### SOURCE TEXT
——————
Center Repertory Company sends a smart, sweet, quirky musical romance our way with She Loves Me

Kelsey Venter is not a typical musical theater ingenue, light and sweet.

"I've found myself playing more quirky characters," she says.

Ryan Drummond declares that he's been a character actor all his life, never pretending to be a leading man.

So they could be the perfect match for the eleads in She Loves Me, Center Repertory Company's production of the 1963 Broadway musical that bubbles with charm--over some dark undercurrents.

The production, directed by Robert Barry Fleming, previews September 7, and runs through October 10. (Because Center Rep has a large base of season subscribers, the best seats are available for the previews.)

Set in a perfume shop in Budapest in the 1930s, the show began its life as a Hungarian play about a bickering couple who fall in love as anonymous pen pals, but don't discover each other until the last moment of the story.

Parfumerie, as it was titled, was translated to the screen for three notable movies: Ernst Lubitsch's The Shop Around the Corner in 1940; the Judy Garland musical In the Good Old Summertime in 1949; and the updated You've Got Mail in 1998. She Loves Me, with music and lyrics by Jerry Bock and Sheldon Harnick, was admired by the critics when it opened on Broadway.

But its tasteful, low-key romance was sandwiched between such mega-hits as Oliver and Hello, Dolly! In spite of the substance, and intelligence, it was not an initial success.

"It's really hard to say why some shows hit that magic button, and others stay in the shadows for a long time," says Drummond, a Shellie Award winner for Contra Costa productions of Annie Get Your Gun and The Producers.

"I can only estimate that the score is just a little bit on the sophisticated side-a notch above your standard musical theater," Drummond says. Venter echoes his sentiment about the story, too.
——————
### STORED DATA
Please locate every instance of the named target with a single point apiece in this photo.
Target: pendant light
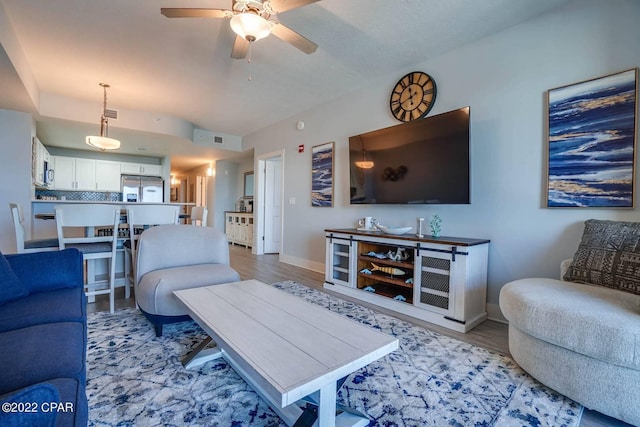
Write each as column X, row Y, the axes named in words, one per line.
column 103, row 142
——————
### TASKS
A) Which movies does the She Loves Me article say Parfumerie was translated into?
B) Return the passage of the She Loves Me article between "Center Repertory Company sends" and "some dark undercurrents.", inclusive.

### THE ANSWERS
A)
- The Shop Around the Corner (1940)
- In the Good Old Summertime (1949)
- You've Got Mail (1998)

B)
Center Repertory Company sends a smart, sweet, quirky musical romance our way with She Loves Me

Kelsey Venter is not a typical musical theater ingenue, light and sweet.

"I've found myself playing more quirky characters," she says.

Ryan Drummond declares that he's been a character actor all his life, never pretending to be a leading man.

So they could be the perfect match for the eleads in She Loves Me, Center Repertory Company's production of the 1963 Broadway musical that bubbles with charm--over some dark undercurrents.